_Exercise_
Nothing may be changed. Give the entries below again exactly.

[Referring expression data]

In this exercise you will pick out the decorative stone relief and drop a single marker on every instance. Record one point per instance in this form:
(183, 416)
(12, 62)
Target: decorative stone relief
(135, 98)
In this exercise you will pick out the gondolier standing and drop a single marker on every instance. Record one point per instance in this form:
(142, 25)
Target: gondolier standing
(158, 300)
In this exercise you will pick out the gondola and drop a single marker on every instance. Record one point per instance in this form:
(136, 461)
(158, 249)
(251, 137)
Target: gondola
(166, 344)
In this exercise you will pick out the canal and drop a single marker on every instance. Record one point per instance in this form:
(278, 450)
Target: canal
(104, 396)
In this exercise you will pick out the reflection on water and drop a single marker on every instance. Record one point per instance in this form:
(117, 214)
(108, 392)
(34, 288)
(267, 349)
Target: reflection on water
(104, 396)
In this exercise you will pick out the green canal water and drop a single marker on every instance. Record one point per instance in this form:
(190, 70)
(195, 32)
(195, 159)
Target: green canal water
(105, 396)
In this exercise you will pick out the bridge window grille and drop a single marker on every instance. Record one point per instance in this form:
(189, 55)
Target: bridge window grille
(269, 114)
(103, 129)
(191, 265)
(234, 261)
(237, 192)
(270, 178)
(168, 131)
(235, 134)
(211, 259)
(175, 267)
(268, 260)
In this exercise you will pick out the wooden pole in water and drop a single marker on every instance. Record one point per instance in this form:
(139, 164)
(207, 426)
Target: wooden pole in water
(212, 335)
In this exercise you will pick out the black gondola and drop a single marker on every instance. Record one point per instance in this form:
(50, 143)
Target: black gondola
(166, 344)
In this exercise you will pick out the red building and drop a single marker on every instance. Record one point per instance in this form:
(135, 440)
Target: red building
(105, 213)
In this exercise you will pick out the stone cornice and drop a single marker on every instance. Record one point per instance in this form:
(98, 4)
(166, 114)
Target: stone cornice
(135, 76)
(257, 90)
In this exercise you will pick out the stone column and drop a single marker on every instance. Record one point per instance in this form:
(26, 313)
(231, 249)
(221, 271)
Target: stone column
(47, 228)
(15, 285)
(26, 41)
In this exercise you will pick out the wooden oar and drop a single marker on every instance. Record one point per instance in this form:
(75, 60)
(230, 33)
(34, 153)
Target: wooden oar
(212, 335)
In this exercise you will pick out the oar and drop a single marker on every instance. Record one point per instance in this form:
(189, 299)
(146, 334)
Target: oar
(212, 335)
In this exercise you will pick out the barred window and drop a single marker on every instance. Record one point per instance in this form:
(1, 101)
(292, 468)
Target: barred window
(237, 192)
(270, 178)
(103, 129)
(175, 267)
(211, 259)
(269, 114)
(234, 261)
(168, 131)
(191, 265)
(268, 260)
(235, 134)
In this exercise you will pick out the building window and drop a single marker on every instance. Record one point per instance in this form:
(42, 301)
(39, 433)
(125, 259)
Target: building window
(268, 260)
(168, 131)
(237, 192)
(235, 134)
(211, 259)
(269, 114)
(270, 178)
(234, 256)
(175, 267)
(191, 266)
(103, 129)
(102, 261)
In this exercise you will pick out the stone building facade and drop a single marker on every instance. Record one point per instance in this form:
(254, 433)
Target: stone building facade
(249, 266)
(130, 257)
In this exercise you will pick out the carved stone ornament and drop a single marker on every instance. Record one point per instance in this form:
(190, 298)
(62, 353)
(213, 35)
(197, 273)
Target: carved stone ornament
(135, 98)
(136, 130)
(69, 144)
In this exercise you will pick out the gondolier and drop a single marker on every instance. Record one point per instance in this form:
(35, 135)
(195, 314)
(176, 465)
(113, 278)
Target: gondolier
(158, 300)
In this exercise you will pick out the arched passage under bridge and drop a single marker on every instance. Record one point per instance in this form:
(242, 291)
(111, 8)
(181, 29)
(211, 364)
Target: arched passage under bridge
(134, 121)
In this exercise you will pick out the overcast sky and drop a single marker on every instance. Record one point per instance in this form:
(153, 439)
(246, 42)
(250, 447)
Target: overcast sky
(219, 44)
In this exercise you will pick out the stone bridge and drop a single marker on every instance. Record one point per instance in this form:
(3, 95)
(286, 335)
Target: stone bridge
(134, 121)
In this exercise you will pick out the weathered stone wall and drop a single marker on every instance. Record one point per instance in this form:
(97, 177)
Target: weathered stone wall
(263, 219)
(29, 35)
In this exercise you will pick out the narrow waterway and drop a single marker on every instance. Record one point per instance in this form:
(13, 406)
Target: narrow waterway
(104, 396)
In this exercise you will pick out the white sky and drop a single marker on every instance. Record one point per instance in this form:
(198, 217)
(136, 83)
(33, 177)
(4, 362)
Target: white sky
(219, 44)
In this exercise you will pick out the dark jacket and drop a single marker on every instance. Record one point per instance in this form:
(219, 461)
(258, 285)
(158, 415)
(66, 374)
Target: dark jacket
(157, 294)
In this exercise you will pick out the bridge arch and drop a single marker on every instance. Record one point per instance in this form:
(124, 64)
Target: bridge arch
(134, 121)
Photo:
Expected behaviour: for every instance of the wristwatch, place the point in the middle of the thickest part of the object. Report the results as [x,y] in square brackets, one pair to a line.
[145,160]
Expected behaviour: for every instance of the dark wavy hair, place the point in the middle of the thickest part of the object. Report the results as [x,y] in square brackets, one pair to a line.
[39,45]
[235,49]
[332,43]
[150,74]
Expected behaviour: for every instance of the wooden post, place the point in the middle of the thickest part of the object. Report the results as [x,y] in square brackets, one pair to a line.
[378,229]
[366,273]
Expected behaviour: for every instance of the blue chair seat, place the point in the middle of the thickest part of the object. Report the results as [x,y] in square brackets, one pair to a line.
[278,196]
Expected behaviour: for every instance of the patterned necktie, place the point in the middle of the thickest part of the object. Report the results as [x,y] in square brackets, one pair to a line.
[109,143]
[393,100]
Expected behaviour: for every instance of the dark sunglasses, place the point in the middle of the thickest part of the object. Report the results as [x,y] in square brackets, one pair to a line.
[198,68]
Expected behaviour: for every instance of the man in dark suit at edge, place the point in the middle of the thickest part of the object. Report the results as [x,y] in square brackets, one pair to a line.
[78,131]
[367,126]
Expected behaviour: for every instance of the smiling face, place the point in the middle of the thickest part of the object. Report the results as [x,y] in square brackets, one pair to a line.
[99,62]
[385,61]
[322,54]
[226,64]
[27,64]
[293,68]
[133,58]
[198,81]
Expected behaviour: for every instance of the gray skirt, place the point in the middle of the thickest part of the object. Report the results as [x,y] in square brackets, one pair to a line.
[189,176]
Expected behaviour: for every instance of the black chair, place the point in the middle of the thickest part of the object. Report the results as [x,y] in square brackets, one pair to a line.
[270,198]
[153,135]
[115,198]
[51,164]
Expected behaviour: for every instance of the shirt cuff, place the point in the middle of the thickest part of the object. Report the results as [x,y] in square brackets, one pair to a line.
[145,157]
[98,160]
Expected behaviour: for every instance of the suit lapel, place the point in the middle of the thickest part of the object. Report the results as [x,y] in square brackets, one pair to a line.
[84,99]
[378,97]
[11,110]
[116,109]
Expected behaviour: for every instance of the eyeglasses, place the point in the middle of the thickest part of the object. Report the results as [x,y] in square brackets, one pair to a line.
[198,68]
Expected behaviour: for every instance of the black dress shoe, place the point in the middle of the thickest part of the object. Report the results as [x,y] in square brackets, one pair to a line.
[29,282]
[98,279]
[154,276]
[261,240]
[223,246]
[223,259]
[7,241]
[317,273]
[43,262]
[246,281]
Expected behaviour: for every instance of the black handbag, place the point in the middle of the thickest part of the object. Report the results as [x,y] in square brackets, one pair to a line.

_Result of the exercise_
In this exercise you will pick out the decorative stone relief and drop a single marker on every instance. Record one point per instance in this form:
(183, 416)
(12, 62)
Target: decorative stone relief
(135, 98)
In this exercise you will pick out the gondolier standing and drop a single marker on every instance. Record one point per instance in this form:
(142, 25)
Target: gondolier standing
(158, 300)
In this exercise you will pick out the gondola and drop a single marker on every instance. Record one point per instance in this form:
(136, 461)
(158, 249)
(251, 137)
Target: gondola
(166, 344)
In this exercise you will pick out the canal and drop a single marker on every instance. Record one point per instance in this form:
(278, 450)
Target: canal
(104, 396)
In this exercise you will pick out the reflection on water and drop a single marker on every instance. Record one point per instance in this form:
(117, 214)
(108, 392)
(34, 288)
(267, 349)
Target: reflection on water
(104, 396)
In this exercise you will pick out the green canal water and drop a single marker on every instance. Record one point per instance in this form:
(190, 70)
(195, 32)
(195, 159)
Target: green canal water
(105, 396)
In this exercise you will pick out the bridge window grille and drop a single marker on every instance. Record one point per instance in this form:
(189, 55)
Target: bridge window grille
(269, 114)
(103, 129)
(191, 265)
(234, 261)
(237, 192)
(270, 178)
(168, 131)
(235, 134)
(211, 259)
(175, 267)
(268, 260)
In this exercise you will pick out the wooden pole in water and drop a single marker on every instance. Record one point per instance in this form:
(139, 164)
(207, 426)
Target: wooden pole in water
(212, 335)
In this exercise you will pick out the black gondola and drop a single marker on every instance. Record one point per instance in this form:
(50, 143)
Target: black gondola
(166, 344)
In this exercise you will pick out the red building and drop a single marker on every instance. Record one point per instance in this form:
(135, 440)
Target: red building
(105, 213)
In this exercise you will pick out the stone cornice and drop a single marker on every instance. Record one point per instance in this form:
(98, 4)
(166, 114)
Target: stone cornice
(135, 76)
(257, 90)
In this exercise you will pick out the stone column and drop a single marker on every instance. Record one point per instance in this form:
(26, 313)
(231, 249)
(221, 271)
Target: stone column
(47, 228)
(15, 285)
(26, 41)
In this exercise you will pick out the wooden oar and drop a single marker on every instance. Record one point per instance in this form:
(75, 60)
(230, 33)
(34, 153)
Target: wooden oar
(212, 335)
In this exercise you will pick out the oar and drop a single marker on every instance. Record one point per instance in this form:
(189, 299)
(146, 334)
Target: oar
(212, 335)
In this exercise you will pick out the barred window and drop a single marker on every instance. Record one point per instance in this form:
(1, 101)
(292, 468)
Target: barred window
(237, 192)
(270, 178)
(103, 129)
(175, 267)
(211, 259)
(269, 114)
(234, 261)
(168, 131)
(191, 265)
(268, 260)
(235, 134)
In this exercise you will pick out the building window and drop a single marker on every instance. Record one point per instance in this form:
(42, 301)
(39, 433)
(125, 259)
Target: building window
(268, 260)
(168, 131)
(237, 192)
(235, 134)
(211, 259)
(269, 114)
(270, 178)
(234, 256)
(175, 267)
(191, 266)
(103, 129)
(102, 261)
In this exercise you will pick out the stone building facade and drop a single marker on every instance. Record one point per instance in this form:
(254, 433)
Target: stone building facade
(249, 266)
(130, 257)
In this exercise you will pick out the carved stone ornament and drop a single marker on every instance. Record one point per instance in this form:
(190, 298)
(62, 353)
(213, 35)
(197, 273)
Target: carved stone ornament
(135, 98)
(136, 130)
(69, 144)
In this exercise you will pick out the gondolier and drop a single marker on every instance. Record one point per instance in this form:
(35, 135)
(195, 314)
(176, 465)
(113, 278)
Target: gondolier
(158, 300)
In this exercise you will pick out the arched passage under bridge and drop a single marker on every instance. Record one point per instance in this form:
(242, 291)
(111, 8)
(181, 29)
(211, 364)
Target: arched passage under bridge
(134, 121)
In this exercise you will pick out the overcast sky and drop a single marker on every instance. Record one point per instance in this form:
(153, 439)
(246, 42)
(250, 447)
Target: overcast sky
(219, 44)
In this exercise you will pick out the stone bridge and drop a single marker on every instance. Record one point per instance in this form:
(3, 95)
(286, 335)
Target: stone bridge
(134, 121)
In this exercise you will pick out the weathered stone wall and drop a single marker on every instance. Record one point per instance in this form:
(97, 177)
Target: weathered stone wall
(263, 219)
(29, 35)
In this exercise you will pick out the narrow waterway and drop a single marker on every instance. Record one point per instance in this form:
(13, 406)
Target: narrow waterway
(104, 396)
In this exercise you will pick out the white sky and drop a single marker on every instance. Record one point per instance in this form:
(198, 217)
(136, 83)
(33, 177)
(4, 362)
Target: white sky
(219, 44)
In this exercise you will pick out the dark jacket and drop a single marker on every instance. Record one point per instance in this form:
(219, 461)
(258, 285)
(158, 415)
(66, 374)
Target: dark jacket
(157, 294)
In this exercise you will pick out the bridge arch and drop a single marker on every instance. Record one point per instance in this form:
(124, 64)
Target: bridge arch
(134, 121)
Photo:
Expected behaviour: for every instance of the wristwatch, place the point in the middle of the thickest part of the object. Report the results as [x,y] in square brackets, one pair to a line.
[145,160]
Expected behaviour: for every instance of the dark wavy hair, place the point in the middle of the thickest part of the object. Report the results as [x,y] in square brackets, one pair to a line.
[39,45]
[235,49]
[332,43]
[150,74]
Expected behaviour: for every instance of the wooden post, place the point in the middle of the thickest part of the object. Report the results as [x,y] in square brackets, one pair to a line.
[378,229]
[366,273]
Expected behaviour: for every instance of the blue chair seat, place the point in the middle of the thickest part of the object. Report the results as [x,y] in square brackets, one pair to a line.
[278,196]
Expected behaviour: for every instance of the patterned necktie, place the point in the middle of the thickest part of the object. Report the results as [x,y] in square brackets, one pair to a line.
[109,143]
[393,100]
Expected behaviour: for every instance of the dark sunglasses, place the point in the middle of the thickest part of the object. Report the results as [x,y] in square brackets, one pair to a line.
[198,68]
Expected behaviour: for every instance of the man in dark suit at edge, place the point in the middle of the thickest part of the object. Report the results as [x,y] in square brackets, one pair to a line.
[78,131]
[367,126]
Expected behaviour: for every instance of the smiling face, place the point in the middle of the thickest part of the object. Report the results as [x,y] in square brackets, one pair to a line.
[99,62]
[385,61]
[322,54]
[226,64]
[27,64]
[293,68]
[133,58]
[198,81]
Expected behaviour: for every instance of the gray skirt, place the point in the middle of the thickest part of the object. Report the results as [x,y] in square brackets, one pair to a line.
[189,176]
Expected behaviour: for every instance of the black chair, place the point in the middle of the thickest part of the object. Report the results as [x,y] in square brackets, one pair to a line.
[270,198]
[153,135]
[115,198]
[51,164]
Expected behaviour: for every instance of the shirt cuff, place the point in the middle of the thickest part of the object. Report the results as [x,y] in square brackets, one pair to a line.
[145,157]
[98,160]
Expected behaviour: for every instance of the suit lapel, place the point in the middle of the thickest part of the object. Report the results as [x,y] in square brackets, one pair to a line.
[84,99]
[378,97]
[11,110]
[116,109]
Expected behaviour: for every instance of the eyeglasses, place the point in the middle of the thickest part of the object. Report the results as [x,y] in square brackets, one pair to a line.
[198,68]
Expected behaviour: for every instance of the black dress shoe, place the point in the middle of the thickest part of the object. Report the results as [x,y] in square brackets, one pair to a line.
[29,282]
[98,279]
[154,276]
[261,240]
[223,246]
[223,259]
[7,241]
[317,273]
[43,262]
[246,281]
Expected behaviour: for every instance of the black handbag, place the point in the middle of the thickest part of the object. Report the results as [x,y] in square brackets, one pair to a line.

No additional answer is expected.